TASK STATEMENT -
If pictures are present, leave them out, and copy the data word for word.

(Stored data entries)
■ ■ ■ ■
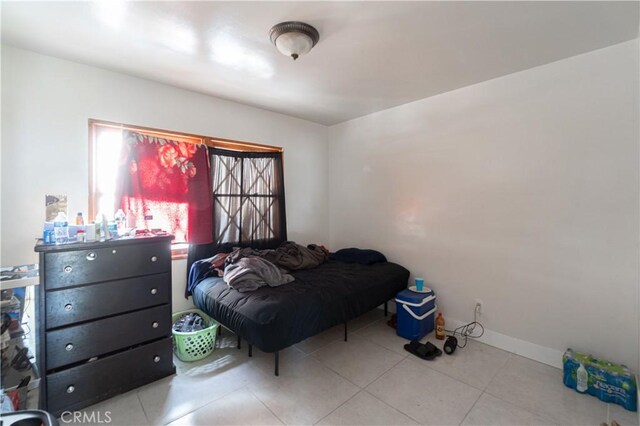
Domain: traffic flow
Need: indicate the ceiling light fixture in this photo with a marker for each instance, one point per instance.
(294, 38)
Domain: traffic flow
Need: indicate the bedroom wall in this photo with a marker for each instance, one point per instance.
(520, 191)
(46, 103)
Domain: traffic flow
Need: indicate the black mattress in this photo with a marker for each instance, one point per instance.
(273, 318)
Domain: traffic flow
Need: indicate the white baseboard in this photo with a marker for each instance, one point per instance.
(552, 357)
(523, 348)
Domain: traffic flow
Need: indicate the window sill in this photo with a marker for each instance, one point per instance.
(179, 251)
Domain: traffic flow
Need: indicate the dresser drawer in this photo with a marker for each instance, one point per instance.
(100, 300)
(69, 268)
(81, 386)
(81, 342)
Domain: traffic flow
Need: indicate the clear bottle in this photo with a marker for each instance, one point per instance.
(582, 379)
(61, 228)
(440, 332)
(98, 225)
(121, 222)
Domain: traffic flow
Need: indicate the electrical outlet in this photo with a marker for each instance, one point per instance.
(479, 306)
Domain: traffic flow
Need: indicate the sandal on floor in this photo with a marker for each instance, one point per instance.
(427, 351)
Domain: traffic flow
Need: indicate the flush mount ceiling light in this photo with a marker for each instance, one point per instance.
(294, 38)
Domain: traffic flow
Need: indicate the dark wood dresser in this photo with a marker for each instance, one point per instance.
(104, 319)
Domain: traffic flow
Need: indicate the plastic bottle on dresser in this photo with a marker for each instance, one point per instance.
(100, 235)
(121, 222)
(440, 332)
(61, 228)
(582, 376)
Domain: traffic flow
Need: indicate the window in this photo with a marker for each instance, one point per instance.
(111, 155)
(248, 198)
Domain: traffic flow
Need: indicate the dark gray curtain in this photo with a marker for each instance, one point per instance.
(248, 198)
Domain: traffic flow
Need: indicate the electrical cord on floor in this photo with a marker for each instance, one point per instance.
(466, 331)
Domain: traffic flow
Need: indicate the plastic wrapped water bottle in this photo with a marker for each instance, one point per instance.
(121, 222)
(61, 228)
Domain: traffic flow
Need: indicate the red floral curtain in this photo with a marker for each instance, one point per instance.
(166, 185)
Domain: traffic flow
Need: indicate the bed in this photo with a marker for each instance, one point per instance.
(274, 318)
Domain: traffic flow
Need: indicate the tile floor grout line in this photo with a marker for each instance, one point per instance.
(474, 404)
(265, 405)
(355, 384)
(144, 411)
(541, 415)
(332, 411)
(450, 376)
(390, 406)
(204, 405)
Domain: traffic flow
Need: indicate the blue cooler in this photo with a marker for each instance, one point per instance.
(416, 313)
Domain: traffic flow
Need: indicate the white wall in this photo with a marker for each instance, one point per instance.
(46, 104)
(521, 191)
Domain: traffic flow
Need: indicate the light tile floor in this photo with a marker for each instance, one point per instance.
(369, 380)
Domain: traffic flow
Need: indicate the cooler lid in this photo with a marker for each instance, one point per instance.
(407, 295)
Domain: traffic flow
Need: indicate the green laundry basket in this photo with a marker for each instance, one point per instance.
(195, 345)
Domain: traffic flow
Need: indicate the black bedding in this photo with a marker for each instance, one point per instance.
(273, 318)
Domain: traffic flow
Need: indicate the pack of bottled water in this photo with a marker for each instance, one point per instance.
(614, 383)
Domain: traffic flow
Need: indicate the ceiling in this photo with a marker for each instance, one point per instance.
(371, 55)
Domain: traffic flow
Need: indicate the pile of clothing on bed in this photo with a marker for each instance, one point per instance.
(247, 269)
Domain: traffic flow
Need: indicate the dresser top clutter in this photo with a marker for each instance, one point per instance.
(72, 246)
(104, 319)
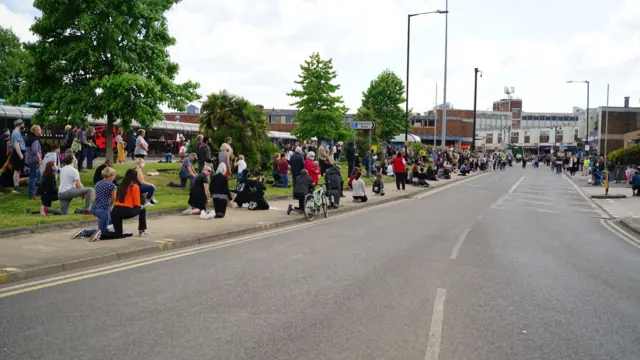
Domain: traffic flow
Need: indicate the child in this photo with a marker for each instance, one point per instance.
(378, 185)
(359, 189)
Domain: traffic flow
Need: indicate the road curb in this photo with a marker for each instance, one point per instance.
(168, 245)
(629, 226)
(35, 229)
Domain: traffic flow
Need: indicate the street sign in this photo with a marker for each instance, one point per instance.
(363, 125)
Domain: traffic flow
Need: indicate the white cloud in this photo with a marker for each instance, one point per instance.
(254, 48)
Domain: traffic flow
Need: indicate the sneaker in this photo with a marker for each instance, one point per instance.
(95, 236)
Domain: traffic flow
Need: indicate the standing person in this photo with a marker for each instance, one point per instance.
(283, 171)
(220, 193)
(33, 158)
(322, 157)
(186, 171)
(225, 154)
(297, 164)
(48, 190)
(81, 138)
(359, 189)
(400, 170)
(142, 147)
(71, 187)
(131, 146)
(17, 154)
(105, 197)
(199, 193)
(240, 164)
(128, 206)
(121, 145)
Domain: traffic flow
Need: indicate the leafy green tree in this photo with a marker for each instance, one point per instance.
(13, 60)
(227, 115)
(321, 113)
(386, 96)
(105, 58)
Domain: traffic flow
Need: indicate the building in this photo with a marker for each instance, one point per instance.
(621, 120)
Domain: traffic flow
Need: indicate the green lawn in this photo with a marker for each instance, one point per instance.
(12, 206)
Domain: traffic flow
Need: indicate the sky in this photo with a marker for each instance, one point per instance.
(254, 48)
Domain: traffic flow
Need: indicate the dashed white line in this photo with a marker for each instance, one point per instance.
(456, 248)
(435, 333)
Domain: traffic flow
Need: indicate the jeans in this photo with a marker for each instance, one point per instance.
(284, 181)
(103, 218)
(67, 196)
(34, 177)
(147, 189)
(82, 154)
(90, 154)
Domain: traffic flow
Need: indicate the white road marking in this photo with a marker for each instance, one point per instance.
(435, 333)
(456, 248)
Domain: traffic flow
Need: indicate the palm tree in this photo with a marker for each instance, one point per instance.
(227, 115)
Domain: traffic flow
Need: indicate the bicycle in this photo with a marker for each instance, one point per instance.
(315, 202)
■ ■ ■ ■
WRITTEN SOLUTION -
Domain: traffic flow
Need: indicate the ceiling light fixture in this photo with a marker for each instance, one point per instance.
(294, 38)
Domain: traffic flow
Need: indicate the bedroom wall in this photo with a marker for each instance, one point per instance.
(520, 191)
(46, 103)
Domain: traffic flow
Need: indicate the black mattress in this photo with a marker for each instance, one point per instance.
(273, 318)
Domain: traffic flow
Need: indicate the white baseboard in this photo with a marker for each instance, one point per instance.
(552, 357)
(523, 348)
Domain: traffic flow
Need: indicate the window sill in this photo with a marker for each instance, one point per instance.
(179, 251)
Domain: traffic flow
Need: indicate the dresser drawer in this photo with a marker for each instance, one point per instance.
(100, 300)
(69, 268)
(81, 386)
(81, 342)
Domain: traffic flow
Need: indicate the clear bottle in this photo with a marker for each instance, one point per instance.
(582, 379)
(61, 228)
(440, 332)
(98, 225)
(121, 222)
Domain: traffic flow
Need: indicate the electrical outlet in this photo with a marker for each instance, one point per instance.
(479, 306)
Domain: traffic flow
Need: indicate the sandal on floor in this photo with a marker for each instance, one point per instance.
(427, 351)
Domain: traffic flow
Need: indicate the flush mount ceiling light in this photo with a marker for each instance, one point per instance.
(294, 38)
Domain: traffic flow
Need: indicate the dark wood dresser in this photo with a marker for each instance, one point per instance.
(104, 319)
Domain: traffic flow
Need: indicate the plastic bottle on dresser in this photo with a marker for each instance, one point per instance.
(100, 235)
(121, 222)
(440, 332)
(61, 228)
(582, 376)
Domain: traffic flow
Need: indicate the window in this photo with a marker for each instance, one point per instance.
(111, 155)
(248, 198)
Domain: traffic flow
Need: indicate the dark gray curtain in this photo with a marker for each instance, one point per instance.
(248, 198)
Domain: traffic flow
Need: indicate the electrical cord on floor in this photo with a marker for each instance, one point per instance.
(466, 331)
Domain: traffic flow
Need: indicate the plastic wrapped water bottle in this photo with a marker for each instance, one point per instance.
(121, 222)
(61, 228)
Domain: traffic flow
Need: indicate the red floral curtain in this photo with a marker for each instance, one point per instance.
(166, 185)
Domain: traffic flow
Need: indicate the bed in this photo with a marker for each instance, one point per instance.
(274, 318)
Domain: traffic flow
Need: indicate the tile floor grout line in this photo with a marker for each instance, one point per instance.
(474, 404)
(265, 405)
(355, 384)
(144, 411)
(541, 415)
(332, 411)
(450, 376)
(390, 406)
(204, 405)
Domain: traffic flow
Need: indicate the blue cooler in this photo with a marker for each instance, one point per instance.
(416, 313)
Domain: traffic flow
Need: indicate the white wall in this photo with a marker for each instance, one point per instance.
(46, 104)
(521, 191)
Domain: traffic flow
Need: indicate the light tile floor in this photo with a marker for each instance, one point per instance.
(369, 380)
Domain: traffic flow
Need: indicate the cooler lid in this photo with a marker for each instance, one point per instance.
(407, 295)
Domain: traffic flow
Need: indicate the green laundry basket in this photo with a marker for each instance, one point per instance.
(195, 345)
Domain: traffic flow
Need: indicate the black bedding in this photo with a marker for each instance, one point per instance.
(273, 318)
Domain: traffic flow
Need: indicate the pack of bottled water in this photo with a marker for each instance, one point per instance.
(614, 383)
Domain: traffic flow
Need: indicate the ceiling in this photo with a marker for each instance, one point per instance.
(371, 55)
Domain: traffic flow
Need: indicate the pile of clothing on bed in this photo with a marker for each instance, one point per instance.
(247, 269)
Domain: traffic flow
Need: indicate the dresser top clutter in this photo with a marker for each instance, one point per instance.
(72, 246)
(104, 319)
Domain: traffic flow
Need: indicate the child in this photo with a marker for each instance, one point per instance.
(378, 185)
(359, 189)
Domain: traffic flow
Need: indicate the road curb in this photo with a marker for each instance, one point per instance.
(168, 245)
(629, 226)
(35, 229)
Domain: traffic flow
Need: indicate the street sign in this photo with a marker for each instance, one point per instance.
(363, 125)
Domain: traffic flow
Need: indicate the white cloud in this photo with a marker for each instance, one point per instance.
(254, 48)
Domain: traffic flow
Need: indicate the sneaker in this photo with a marker for each instance, one point per instance.
(95, 236)
Domain: traffic flow
Need: indicate the standing person in this photo with a marker for each instance, one point per instance.
(283, 171)
(220, 193)
(33, 158)
(322, 157)
(186, 171)
(225, 154)
(297, 164)
(48, 190)
(81, 138)
(359, 189)
(400, 170)
(142, 147)
(71, 187)
(131, 146)
(17, 154)
(105, 197)
(199, 193)
(240, 164)
(128, 206)
(121, 145)
Domain: traffic flow
Need: indicate the leafy green tree in this photo with a marker for each instance, one point per instance.
(13, 60)
(227, 115)
(321, 113)
(386, 96)
(105, 58)
Domain: traffic flow
Need: indicate the building in this photo with a marker for each instance, one point per instance.
(621, 120)
Domain: traffic flow
Need: indicate the green lawn in this photo with a marker for each instance, one point per instance.
(12, 206)
Domain: traffic flow
Need: indicate the sky in this photo with a marker for each instance, one point per instance.
(254, 48)
Domain: traffic flow
Need: indicate the dashed white line in this photo with a marker for each instance, one point per instance.
(456, 248)
(435, 333)
Domain: traffic flow
Need: indicate the jeans in this photo with a marker for each instance, one point per instance.
(284, 181)
(103, 218)
(67, 196)
(34, 177)
(147, 189)
(82, 154)
(90, 154)
Domain: traffic flow
Need: indicate the white road marking in this photo with a marker for each instance, one point per instance.
(435, 333)
(456, 248)
Domain: traffic flow
Need: indicate the palm tree in this photo with a marker for each instance, one point per instance.
(227, 115)
Domain: traffic flow
Need: indicate the bicycle in this photo with a marker for each instance, one point per instance.
(315, 202)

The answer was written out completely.